Author Topic: DB3 Leagues (Read 20111 times)

Panda · « **Reply #15 on:** April 10, 2015, 02:35:58 PM »

Quote from: Numsgil on April 10, 2015, 12:22:37 PM

I'm working through the articles on TrueSkill and Glickman right now; they might be doing something more clever. At the very least they factor in confidence intervals. But I think, because we can run exactly the rounds we want to and no more, and can choose how the matches are chosen, we can do a lot more global optimizing and a lot less incremental updating.

The confidence decreases over time? This idea could be used to ignore differences between versions so no reruns and bots with a low confidence could be prioritised for a rerun?

Quote from: Numsgil on April 10, 2015, 12:30:50 PM

In situations of rock-paper-scissors, where there's a (large) margin of players choosing one strategy over another, the flat win rate I mentioned above would artificially inflate for the minority strategy, I think. Would elo have that same problem? I think not... I'd want to see some simulations, probably.

I can't work out your reasoning for this (don't judge my lack of statistical knowledge).

Numsgil · « **Reply #16 on:** April 10, 2015, 05:49:25 PM »

Quote from: Panda on April 10, 2015, 02:35:58 PM

Quote from: Numsgil on April 10, 2015, 12:22:37 PM
I'm working through the articles on TrueSkill and Glickman right now; they might be doing something more clever. At the very least they factor in confidence intervals. But I think, because we can run exactly the rounds we want to and no more, and can choose how the matches are chosen, we can do a lot more global optimizing and a lot less incremental updating.
The confidence decreases over time? This idea could be used to ignore differences between versions so no reruns and bots with a low confidence could be prioritised for a rerun?

Confidence is a matter of how many games someone's played. If they've played 2 times and beat a grandmaster, that doesn't necessarily mean they were a grandmaster. It might be that they got very very lucky. Elo handles it by handwaving if you have less than 20 games. But I think TrueSkill explicitly handles it.

→ **MATERIAL PROVIDED**:
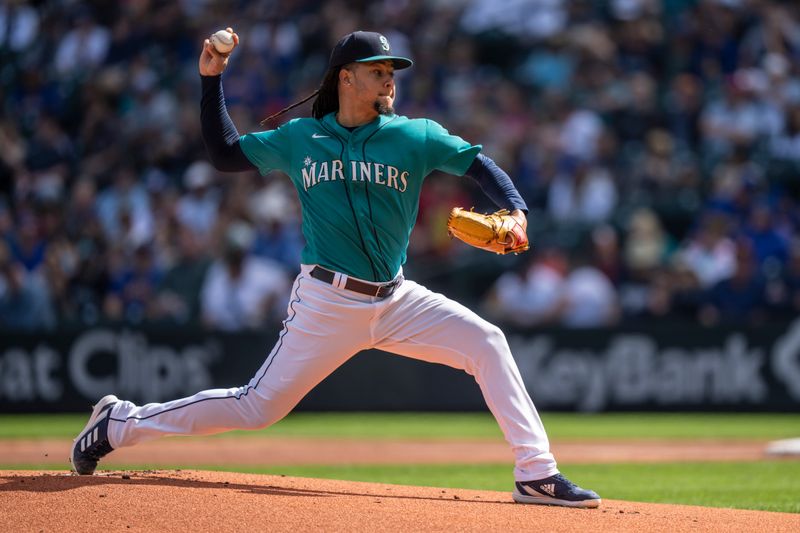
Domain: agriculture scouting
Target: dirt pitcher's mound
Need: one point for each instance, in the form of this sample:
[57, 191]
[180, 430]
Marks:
[217, 501]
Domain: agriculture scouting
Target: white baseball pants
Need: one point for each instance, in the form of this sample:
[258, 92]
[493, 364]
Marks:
[327, 325]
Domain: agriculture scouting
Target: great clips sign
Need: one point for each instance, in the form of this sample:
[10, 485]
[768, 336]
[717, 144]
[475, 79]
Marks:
[669, 368]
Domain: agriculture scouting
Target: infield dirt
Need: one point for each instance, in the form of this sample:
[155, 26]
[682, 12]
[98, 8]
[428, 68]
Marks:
[216, 501]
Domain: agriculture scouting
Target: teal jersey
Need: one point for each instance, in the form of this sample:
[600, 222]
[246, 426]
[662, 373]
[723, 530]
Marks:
[359, 190]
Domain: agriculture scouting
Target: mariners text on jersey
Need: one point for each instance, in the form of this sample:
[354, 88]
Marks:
[358, 188]
[315, 173]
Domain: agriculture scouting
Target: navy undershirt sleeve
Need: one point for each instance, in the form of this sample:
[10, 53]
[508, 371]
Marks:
[496, 184]
[219, 133]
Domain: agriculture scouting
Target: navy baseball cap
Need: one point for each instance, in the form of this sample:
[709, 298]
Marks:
[364, 46]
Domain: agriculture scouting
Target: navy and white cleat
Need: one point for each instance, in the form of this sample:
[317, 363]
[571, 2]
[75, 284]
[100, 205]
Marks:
[554, 490]
[92, 442]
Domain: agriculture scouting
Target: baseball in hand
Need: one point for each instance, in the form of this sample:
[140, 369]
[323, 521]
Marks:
[222, 41]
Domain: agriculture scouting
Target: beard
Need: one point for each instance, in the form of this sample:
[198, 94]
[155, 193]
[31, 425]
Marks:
[382, 106]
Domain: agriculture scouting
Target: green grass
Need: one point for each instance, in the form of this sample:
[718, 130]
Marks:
[764, 485]
[468, 426]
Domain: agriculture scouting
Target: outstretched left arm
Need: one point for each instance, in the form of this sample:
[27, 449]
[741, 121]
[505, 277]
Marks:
[496, 184]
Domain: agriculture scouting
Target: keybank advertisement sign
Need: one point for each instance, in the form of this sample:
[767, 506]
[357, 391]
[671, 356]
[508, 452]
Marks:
[680, 368]
[676, 368]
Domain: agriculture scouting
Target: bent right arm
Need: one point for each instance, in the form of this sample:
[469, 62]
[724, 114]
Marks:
[219, 133]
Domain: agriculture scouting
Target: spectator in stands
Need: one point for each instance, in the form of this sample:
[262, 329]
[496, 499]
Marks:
[768, 245]
[533, 295]
[739, 299]
[24, 296]
[584, 193]
[199, 207]
[124, 209]
[683, 108]
[134, 286]
[242, 291]
[589, 298]
[84, 47]
[178, 298]
[710, 255]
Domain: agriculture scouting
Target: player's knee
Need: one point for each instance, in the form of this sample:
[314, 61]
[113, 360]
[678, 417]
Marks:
[492, 344]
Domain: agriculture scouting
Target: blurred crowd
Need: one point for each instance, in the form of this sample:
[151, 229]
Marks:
[656, 142]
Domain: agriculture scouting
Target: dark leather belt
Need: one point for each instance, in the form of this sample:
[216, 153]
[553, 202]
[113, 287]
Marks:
[381, 291]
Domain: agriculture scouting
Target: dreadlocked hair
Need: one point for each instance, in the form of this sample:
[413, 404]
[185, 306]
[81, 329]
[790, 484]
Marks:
[327, 98]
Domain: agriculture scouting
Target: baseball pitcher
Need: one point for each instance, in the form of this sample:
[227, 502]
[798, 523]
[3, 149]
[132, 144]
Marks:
[358, 169]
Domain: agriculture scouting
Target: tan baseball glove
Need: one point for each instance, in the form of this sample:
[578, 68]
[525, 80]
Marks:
[499, 232]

→ **PROBLEM STATEMENT**:
Update the DB3 Leagues thread, starting with "Quote from: Numsgil on April 10, 2015, 12:30:50" and going on through "some simulations, probably.", replacing "simulations" with "experiments".

→ **REPLY TO THE TASK**:
Quote from: Numsgil on April 10, 2015, 12:30:50 PM

In situations of rock-paper-scissors, where there's a (large) margin of players choosing one strategy over another, the flat win rate I mentioned above would artificially inflate for the minority strategy, I think. Would elo have that same problem? I think not... I'd want to see some experiments, probably.